### [KUTIPAN TEKS]

________

Pada dasarnya, saat ini Indonesia adalah sebuah setting strategis bagi sebuah genre film maupun novel fiksi distopia. Pandemi, bencana alam bertubi-tubi, bantuan sosial yang dikorupsi, konflik horisontal antar-pemangku kepentingan, polisi siber, perhatian publik yang dibeli oleh orang-orang tenar, bom huru-hara. Bukankah kriteria-kriteria yang sudah ada cukup kuat menjadi bukti bahwa kita memang sedang menjalani hidup dalam fiksi distopia?

Distopia

Distopia merupakan sebuah genre kebalikan dari utopia, di mana utopia ini merupakan genre yang anteng-antengsaja, begitu tenang dan damai hidupnya. Setiap hari langit begitu biru tanpa lapisan polutan. Tatanan sosial dan politik yang indah seperti yang diharapkan Pancasila, bahkan dicurigai masyarakat utopis hidup berdampingan bersama kecoa dengan sejahtera. Indahnya hidup tanpa manufaktur obat pembasmi serangga.

________

### [Deskripsi wilayah dalam bahasa alami]
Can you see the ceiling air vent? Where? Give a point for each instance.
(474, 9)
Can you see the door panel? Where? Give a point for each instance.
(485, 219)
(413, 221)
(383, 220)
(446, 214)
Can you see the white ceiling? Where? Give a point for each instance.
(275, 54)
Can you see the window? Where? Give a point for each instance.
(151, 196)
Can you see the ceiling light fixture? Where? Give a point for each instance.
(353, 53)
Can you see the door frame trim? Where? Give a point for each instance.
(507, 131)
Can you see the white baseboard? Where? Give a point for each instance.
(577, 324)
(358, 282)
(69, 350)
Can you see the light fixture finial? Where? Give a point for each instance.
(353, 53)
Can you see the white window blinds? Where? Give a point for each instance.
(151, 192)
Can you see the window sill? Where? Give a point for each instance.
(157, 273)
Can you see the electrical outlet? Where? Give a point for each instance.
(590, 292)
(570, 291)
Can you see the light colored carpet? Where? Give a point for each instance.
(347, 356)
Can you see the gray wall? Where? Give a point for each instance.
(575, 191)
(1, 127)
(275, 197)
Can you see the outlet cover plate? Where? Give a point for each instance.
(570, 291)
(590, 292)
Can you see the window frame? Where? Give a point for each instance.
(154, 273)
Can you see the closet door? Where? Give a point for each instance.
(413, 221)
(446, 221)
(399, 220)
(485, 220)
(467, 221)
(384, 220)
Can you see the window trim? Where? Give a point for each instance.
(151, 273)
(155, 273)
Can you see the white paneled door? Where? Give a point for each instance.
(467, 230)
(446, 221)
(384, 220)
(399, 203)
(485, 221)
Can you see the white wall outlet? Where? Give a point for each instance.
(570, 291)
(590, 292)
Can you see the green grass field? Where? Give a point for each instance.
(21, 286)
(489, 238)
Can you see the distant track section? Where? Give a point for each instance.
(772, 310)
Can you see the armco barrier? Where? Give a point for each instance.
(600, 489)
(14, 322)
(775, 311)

________

### [TERAPKAN BACAAN]
1. Sebutkan semua kriteria yang disebutkan dalam teks tentang Indonesia sebagai latar fiksi distopia sebagai bukti bahwa kita sedang hidup dalam fiksi distopia.
2. Teruskan teks tentang Indonesia sebagai latar fiksi distopia, dimulai setelah kalimat terakhirnya.

### [JAWABAN]
1.
- Pandemi
- Bencana alam bertubi-tubi
- Bantuan sosial yang dikorupsi
- Konflik horisontal antar-pemangku kepentingan
- Polisi siber
- Perhatian publik yang dibeli oleh orang-orang tenar
- Bom huru-hara

2.
Kebalikanya, genre distopia ini begitu destruktif. Bisa berupa kehancuran tatanan sosial maupun politik, bisa dikarenakan kondisi alam dan bencana-bencana yang melanda, ataupun alur apokaliptik, karena teknologi seperti pada film fiksi ilmiah distopia legendaris kita semua, “Matrix” atau “Terminator”. Secara aktualnya, perwujudan ketidakpercayaan publik serta tekanan massal, terlebih pada pihak sipil. Perlawanan dan penidasan adalah topik utama dalam genre ini.

Babak Fiksi Distopia

Untuk memahami dimensi fiksi distopia yang mana (sebenarnya) kita hidup di dalamnya, setidaknya kita harus membedahnya menjadi kolom-kolom peristiwa yang mudah dipahami bersama-sama.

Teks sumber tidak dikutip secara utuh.